■ TEXT EXCERPT:
--------------------------------

It is this simple physical limit that our planet imposes that leads me to challenge the common usage here of terms like a "thriveable economy" or "sustainable prosperity". It is time we grow up as a species, accept the inherent limits of the planet we inhabit, and cease using language which creates false optimism and empty hopes. - RR
from: VALUING THE EARTH: Economics, Ecology, Ethics
Herman E. Daly and Kenneth N. Townsend (1993)
Sustainable Growth: An Impossibility Theorem
Impossibility statements are the very foundation of science. It is impossible to: travel faster than the speed of light; create or destroy matter-energy; build a perpetual motion machine, etc. By respecting impossibility theorems we avoid wasting resources on projects that are bound to fail. Therefore economists should be very interested in impossibility theorems, especially the one to be demonstrated here, namely that it is impossible for the world economy to grow its way out of poverty and environmental degradation. In other words, sustainable growth is impossible.
In its physical dimensions the economy is an open subsystem of the earth ecosystem, which is finite, non-growing, and materially closed. As the economic subsystem grows it incorporates an ever greater proportion of the total ecosystem into itself and must reach a limit at 100 percent, if not before. Therefore its growth is not sustainable. The term "sustainable growth" when applied to the economy is a bad oxymoron – self-contradictory as prose, and unevocative as poetry.
Challenging the Economic Oxymoron
Economists will complain that growth in GNP is a mixture of quantitative and qualitative increase and therefore not strictly subject to physical laws. They have a point. Precisely because quantitative and qualitative change are very different, it is best to keep them separate and call them by the different names already provided in the dictionary. To grow means "to increase naturally in size by the addition of material through assimilation or accretion." To develop means "to expand or realize the potentialities of; to bring gradually to a fuller, greater, or better state." When something grows it gets bigger. When something develops it gets different. The earth ecosystem develops (evolves), but does not grow. Its subsystem, the economy, must eventually stop growing, but can continue to develop. The term "sustainable development" therefore makes sense for the economy, but only if it is understood as "development without growth" – i.e., qualitative improvement of a physical economic base that is maintained in a steady state by a throughput of matter-energy that is within the regenerative and assimilative capacities of the ecosystem. Currently the term "sustainable development" is used as a synonym for the oxymoronic "sustainable growth." It must be saved from this perdition.

--------------------------------

■ WRITTEN INSTRUCTION 1: In the excerpt on sustainable growth, what proportion of the total ecosystem does the text say the growing economic subsystem must reach as a limit, if not before?
■ WRITTEN INSTRUCTION 2: Update the sustainable growth excerpt by rewriting the passage between "In its physical" and "unevocative as poetry.", inclusive, with "finite" changed to "limited".

■ DATA SECTION:
--------------------------------

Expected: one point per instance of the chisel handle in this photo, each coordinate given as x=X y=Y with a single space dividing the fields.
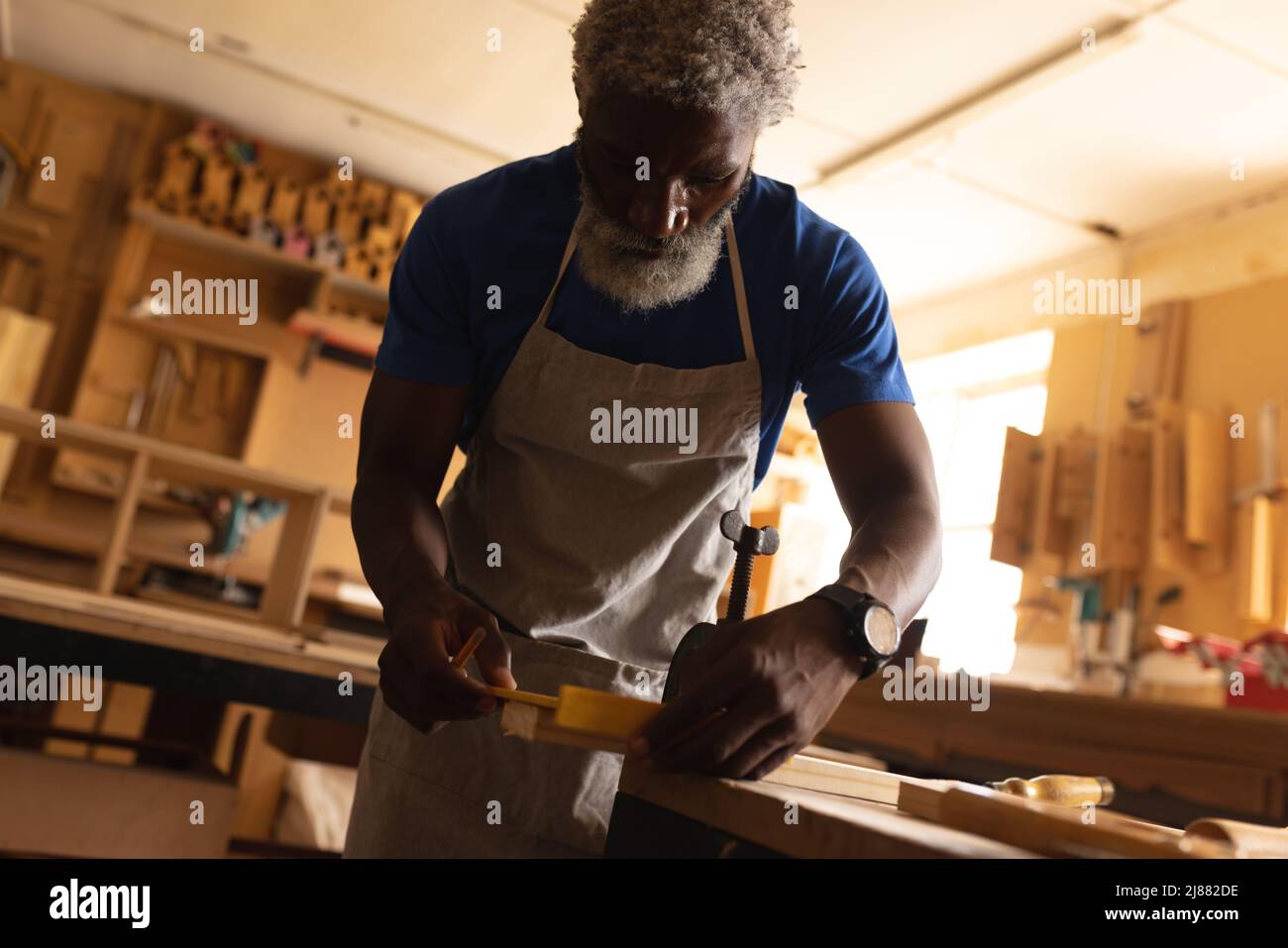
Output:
x=1065 y=790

--------------------------------

■ TASK RESPONSE 1: 100 percent

■ TASK RESPONSE 2:
In its physical dimensions the economy is an open subsystem of the earth ecosystem, which is limited, non-growing, and materially closed. As the economic subsystem grows it incorporates an ever greater proportion of the total ecosystem into itself and must reach a limit at 100 percent, if not before. Therefore its growth is not sustainable. The term "sustainable growth" when applied to the economy is a bad oxymoron – self-contradictory as prose, and unevocative as poetry.